Reproduce all the data verbatim.

_Information supplied_:

--

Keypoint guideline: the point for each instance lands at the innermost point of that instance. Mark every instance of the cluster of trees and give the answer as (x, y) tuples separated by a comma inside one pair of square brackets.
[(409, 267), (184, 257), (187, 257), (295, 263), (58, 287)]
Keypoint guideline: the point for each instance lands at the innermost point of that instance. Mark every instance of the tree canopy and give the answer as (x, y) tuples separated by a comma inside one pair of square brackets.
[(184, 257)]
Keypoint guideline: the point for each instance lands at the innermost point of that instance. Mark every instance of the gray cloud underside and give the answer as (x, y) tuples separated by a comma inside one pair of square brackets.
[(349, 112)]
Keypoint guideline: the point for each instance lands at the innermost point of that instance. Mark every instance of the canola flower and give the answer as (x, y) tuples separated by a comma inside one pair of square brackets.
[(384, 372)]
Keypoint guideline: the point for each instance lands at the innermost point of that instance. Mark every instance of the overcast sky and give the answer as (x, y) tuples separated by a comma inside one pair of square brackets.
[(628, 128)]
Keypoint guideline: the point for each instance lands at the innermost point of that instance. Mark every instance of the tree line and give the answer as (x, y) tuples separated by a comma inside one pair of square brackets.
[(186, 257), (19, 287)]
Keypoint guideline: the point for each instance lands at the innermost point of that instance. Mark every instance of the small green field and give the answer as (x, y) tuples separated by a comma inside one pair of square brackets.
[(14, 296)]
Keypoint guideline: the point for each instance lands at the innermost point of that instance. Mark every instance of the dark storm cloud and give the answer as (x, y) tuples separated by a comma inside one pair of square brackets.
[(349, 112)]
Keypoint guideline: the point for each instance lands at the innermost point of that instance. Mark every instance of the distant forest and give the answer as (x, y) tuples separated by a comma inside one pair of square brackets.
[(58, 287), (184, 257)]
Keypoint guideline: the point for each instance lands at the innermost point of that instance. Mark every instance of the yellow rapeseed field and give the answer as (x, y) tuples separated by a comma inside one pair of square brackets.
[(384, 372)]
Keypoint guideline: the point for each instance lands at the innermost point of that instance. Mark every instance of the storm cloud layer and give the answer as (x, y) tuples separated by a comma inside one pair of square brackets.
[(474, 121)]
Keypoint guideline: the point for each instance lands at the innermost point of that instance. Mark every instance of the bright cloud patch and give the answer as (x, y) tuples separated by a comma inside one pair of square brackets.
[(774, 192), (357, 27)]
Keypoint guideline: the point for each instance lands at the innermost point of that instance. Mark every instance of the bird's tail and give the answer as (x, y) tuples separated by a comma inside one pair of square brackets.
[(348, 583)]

--

_Written reply_:
Keypoint guideline: the point for each instance lands at the innermost point of that instance. Mark every instance of the cluster of trees and give the answer as (x, y) tuples separated by a comma inside one pair of square brackets.
[(409, 267), (184, 257), (187, 257), (295, 263), (58, 287)]
Keypoint guideline: the point for each instance lands at the innermost point of that instance. Mark every instance of the tree canopy and give the answer as (x, y) tuples separated by a comma inside one pair of square brackets.
[(184, 257)]
Keypoint guideline: the point for each instance lands at the innermost point of that instance. Mark every instance of the gray cloud underside and give the answer as (x, y) tuples separated by a comma inside one pair of square brackets.
[(349, 112)]
Keypoint guideline: the point for each instance lands at the innermost point of that instance. Mark every instance of the canola flower and give the answer as (x, y) tuples separated by a comma inside one pair of square brackets.
[(384, 372)]
Keypoint guideline: the point for each instance lands at the innermost point of that instance. Mark every instance of the overcast sky and give the answer as (x, y) tuples separated by a comma inside one pair of square brackets.
[(628, 128)]
Keypoint guideline: the point for each instance lands at the innermost point of that instance. Mark every instance of the tree line and give the answer as (x, y) tuples separated by a comma inside one pair of square brackets.
[(186, 257), (19, 287)]
Keypoint guideline: the point for each instance lands at the innermost point of that instance. Mark every instance of the small green field and give the answer as (x, y) tuples separated by a comma inside one pair of square brackets.
[(14, 296)]
Keypoint guideline: the point for each instance lands at the innermost point of that instance. Mark every instance of the dark storm cloud and give the answer as (x, y) tuples separated by a comma inside one pair of square brackets.
[(349, 112)]
Keypoint guideline: the point for each instance lands at the innermost point of that instance. Mark every instance of the distant forest and give the answer as (x, y) tuples separated by a comma inside one pair of square brackets.
[(58, 287), (184, 257)]
Keypoint guideline: the point for each instance lands at the innermost point of that instance. Mark every instance of the yellow rapeseed field and give the answer as (x, y) tuples separated by a comma inside one pair of square brackets.
[(384, 372)]
Keypoint guideline: the point for each instance lands at the innermost point of that instance. Mark every instance of the storm cloud layer and give the answer as (x, y) tuples separated by a comma inside one pair of square brackets.
[(474, 121)]
Keypoint guideline: the point for each instance lands at the innermost point of that instance. Mark every instance of the bright cloud patch and give the answer as (x, y) tuples separated by a comma inside one pair of square brackets.
[(774, 192), (357, 27)]
Keypoint guideline: the point for each instance lands at the innermost point of that instance. Mark every instance of the bird's tail and give the answer as (x, y) tuples separated by a comma inside one pair of square brackets.
[(348, 583)]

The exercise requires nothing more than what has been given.